--- Start RECORD EXTRACTS ---
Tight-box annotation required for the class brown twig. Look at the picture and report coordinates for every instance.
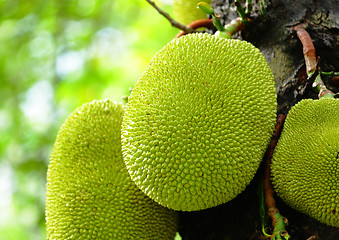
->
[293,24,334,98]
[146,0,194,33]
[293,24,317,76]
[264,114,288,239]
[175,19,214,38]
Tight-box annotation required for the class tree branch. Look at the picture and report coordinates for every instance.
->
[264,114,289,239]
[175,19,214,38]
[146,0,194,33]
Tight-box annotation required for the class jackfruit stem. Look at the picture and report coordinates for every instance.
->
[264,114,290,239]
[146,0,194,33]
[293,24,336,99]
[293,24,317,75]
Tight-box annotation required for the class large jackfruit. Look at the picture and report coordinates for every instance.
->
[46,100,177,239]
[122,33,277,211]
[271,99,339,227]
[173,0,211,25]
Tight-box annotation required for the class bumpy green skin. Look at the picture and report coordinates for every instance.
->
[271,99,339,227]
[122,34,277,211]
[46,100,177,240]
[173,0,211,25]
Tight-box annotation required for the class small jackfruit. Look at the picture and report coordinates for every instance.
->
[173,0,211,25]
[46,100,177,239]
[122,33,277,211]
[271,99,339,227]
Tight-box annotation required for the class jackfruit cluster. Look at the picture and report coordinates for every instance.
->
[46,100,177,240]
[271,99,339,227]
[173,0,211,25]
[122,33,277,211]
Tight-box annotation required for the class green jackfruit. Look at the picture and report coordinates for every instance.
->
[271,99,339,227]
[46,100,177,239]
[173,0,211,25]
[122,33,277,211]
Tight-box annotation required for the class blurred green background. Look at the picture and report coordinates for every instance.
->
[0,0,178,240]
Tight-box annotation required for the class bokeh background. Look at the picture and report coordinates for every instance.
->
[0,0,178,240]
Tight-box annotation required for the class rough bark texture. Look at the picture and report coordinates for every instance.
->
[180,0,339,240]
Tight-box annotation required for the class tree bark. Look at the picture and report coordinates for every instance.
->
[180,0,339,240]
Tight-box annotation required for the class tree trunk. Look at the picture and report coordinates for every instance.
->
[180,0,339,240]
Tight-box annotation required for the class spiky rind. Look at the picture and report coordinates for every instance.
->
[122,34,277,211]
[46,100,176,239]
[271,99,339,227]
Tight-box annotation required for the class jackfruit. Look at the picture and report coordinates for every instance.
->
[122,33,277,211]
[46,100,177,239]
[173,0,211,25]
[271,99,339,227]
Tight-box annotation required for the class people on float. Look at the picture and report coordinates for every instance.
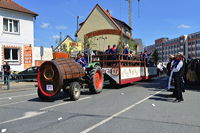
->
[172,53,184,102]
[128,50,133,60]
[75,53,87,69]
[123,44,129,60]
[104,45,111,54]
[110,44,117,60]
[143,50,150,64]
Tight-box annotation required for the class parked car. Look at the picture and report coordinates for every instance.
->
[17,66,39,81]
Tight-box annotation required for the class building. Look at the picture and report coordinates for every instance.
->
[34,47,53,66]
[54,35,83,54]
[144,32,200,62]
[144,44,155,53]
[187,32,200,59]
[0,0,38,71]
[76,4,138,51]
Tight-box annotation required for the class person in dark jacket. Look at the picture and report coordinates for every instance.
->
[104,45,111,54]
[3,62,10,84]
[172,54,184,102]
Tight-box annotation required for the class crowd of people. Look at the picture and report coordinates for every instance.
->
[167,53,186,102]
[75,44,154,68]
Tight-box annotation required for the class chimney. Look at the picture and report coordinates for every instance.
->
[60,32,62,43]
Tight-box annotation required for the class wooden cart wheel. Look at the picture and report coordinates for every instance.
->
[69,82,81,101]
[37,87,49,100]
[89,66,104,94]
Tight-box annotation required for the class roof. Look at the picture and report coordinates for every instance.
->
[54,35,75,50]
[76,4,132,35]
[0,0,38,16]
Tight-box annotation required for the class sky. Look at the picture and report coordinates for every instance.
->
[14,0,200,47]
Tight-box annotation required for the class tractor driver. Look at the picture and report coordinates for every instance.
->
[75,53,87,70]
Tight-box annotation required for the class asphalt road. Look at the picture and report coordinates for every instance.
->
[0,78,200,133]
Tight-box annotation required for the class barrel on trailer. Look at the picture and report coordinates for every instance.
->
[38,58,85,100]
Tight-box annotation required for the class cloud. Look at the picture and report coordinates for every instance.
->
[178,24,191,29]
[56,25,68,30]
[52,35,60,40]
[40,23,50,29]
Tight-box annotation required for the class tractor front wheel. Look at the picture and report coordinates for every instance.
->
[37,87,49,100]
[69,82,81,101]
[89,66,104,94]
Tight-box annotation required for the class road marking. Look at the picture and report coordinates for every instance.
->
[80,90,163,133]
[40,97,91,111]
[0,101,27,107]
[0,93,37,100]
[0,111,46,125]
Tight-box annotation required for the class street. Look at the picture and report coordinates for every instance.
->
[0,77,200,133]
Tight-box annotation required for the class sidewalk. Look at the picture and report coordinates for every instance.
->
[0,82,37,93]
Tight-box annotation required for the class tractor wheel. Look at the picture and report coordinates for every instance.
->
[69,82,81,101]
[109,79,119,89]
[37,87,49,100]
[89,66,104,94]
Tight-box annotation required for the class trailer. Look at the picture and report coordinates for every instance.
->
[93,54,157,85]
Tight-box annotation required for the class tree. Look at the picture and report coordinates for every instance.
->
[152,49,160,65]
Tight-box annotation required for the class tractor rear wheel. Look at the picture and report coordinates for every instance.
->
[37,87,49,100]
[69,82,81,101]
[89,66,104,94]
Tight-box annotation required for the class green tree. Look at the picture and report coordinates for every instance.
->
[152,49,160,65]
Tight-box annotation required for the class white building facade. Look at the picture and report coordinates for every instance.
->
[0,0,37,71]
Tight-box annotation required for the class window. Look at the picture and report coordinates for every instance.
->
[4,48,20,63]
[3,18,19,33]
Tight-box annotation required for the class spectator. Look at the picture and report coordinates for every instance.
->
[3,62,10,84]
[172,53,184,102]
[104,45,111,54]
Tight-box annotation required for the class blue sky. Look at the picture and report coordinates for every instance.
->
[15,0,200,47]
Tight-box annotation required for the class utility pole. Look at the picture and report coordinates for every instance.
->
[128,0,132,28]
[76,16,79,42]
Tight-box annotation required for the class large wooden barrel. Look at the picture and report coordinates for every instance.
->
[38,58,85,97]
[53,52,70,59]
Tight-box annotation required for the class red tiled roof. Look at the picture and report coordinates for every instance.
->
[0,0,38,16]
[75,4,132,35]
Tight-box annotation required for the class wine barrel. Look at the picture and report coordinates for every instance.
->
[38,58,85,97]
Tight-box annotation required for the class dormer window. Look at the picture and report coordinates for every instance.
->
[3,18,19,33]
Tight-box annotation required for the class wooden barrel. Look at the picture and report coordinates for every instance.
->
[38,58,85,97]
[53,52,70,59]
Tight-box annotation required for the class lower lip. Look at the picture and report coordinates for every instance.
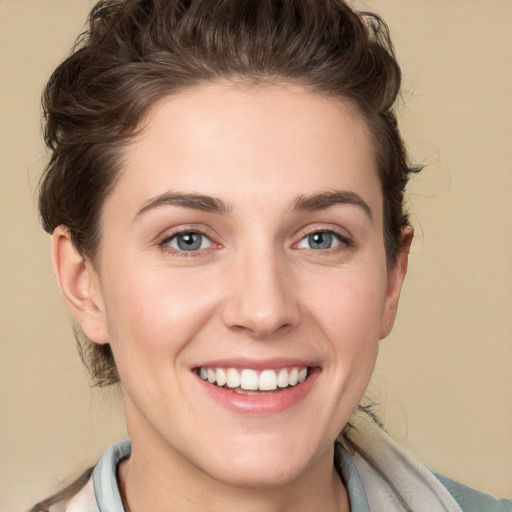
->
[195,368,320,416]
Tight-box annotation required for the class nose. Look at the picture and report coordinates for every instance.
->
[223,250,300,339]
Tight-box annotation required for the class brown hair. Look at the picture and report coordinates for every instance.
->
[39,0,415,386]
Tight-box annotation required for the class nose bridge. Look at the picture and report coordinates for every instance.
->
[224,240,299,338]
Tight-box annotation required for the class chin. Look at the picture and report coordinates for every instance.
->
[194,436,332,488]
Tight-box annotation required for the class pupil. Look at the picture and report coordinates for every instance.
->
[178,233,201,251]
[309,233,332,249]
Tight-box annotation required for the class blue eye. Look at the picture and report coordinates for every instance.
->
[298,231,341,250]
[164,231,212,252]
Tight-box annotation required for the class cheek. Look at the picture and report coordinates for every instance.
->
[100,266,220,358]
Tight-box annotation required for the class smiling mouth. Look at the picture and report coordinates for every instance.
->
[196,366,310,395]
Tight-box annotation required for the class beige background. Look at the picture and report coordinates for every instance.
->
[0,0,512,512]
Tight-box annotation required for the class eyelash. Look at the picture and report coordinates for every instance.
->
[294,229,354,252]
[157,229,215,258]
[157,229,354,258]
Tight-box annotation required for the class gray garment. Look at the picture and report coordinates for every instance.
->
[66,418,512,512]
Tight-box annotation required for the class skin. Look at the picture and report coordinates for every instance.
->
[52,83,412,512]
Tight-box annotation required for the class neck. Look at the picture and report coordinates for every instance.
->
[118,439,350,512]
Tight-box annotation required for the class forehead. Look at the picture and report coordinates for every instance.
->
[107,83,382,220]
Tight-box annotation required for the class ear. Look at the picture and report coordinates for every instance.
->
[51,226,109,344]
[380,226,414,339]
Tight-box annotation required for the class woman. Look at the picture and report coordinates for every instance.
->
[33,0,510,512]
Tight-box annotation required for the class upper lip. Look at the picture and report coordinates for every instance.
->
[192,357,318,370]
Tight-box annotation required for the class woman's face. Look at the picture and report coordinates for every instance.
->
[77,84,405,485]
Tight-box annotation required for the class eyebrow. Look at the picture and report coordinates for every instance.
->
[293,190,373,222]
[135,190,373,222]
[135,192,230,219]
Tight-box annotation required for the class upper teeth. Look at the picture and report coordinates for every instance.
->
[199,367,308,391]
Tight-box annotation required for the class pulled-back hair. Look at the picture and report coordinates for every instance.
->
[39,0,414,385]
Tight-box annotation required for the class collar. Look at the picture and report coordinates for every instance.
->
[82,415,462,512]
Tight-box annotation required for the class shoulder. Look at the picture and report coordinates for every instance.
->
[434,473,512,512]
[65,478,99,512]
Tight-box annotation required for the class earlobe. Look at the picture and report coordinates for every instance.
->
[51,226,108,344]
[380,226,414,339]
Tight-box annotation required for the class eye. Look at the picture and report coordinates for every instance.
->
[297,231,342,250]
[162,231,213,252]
--- End RECORD EXTRACTS ---
--- EXERCISE DESCRIPTION ---
Count the lines in the listing above that contain the string "skin", treating uppercase and lowercase as distinct, and give only the number.

--- OUTPUT FOR THIS TASK ---
2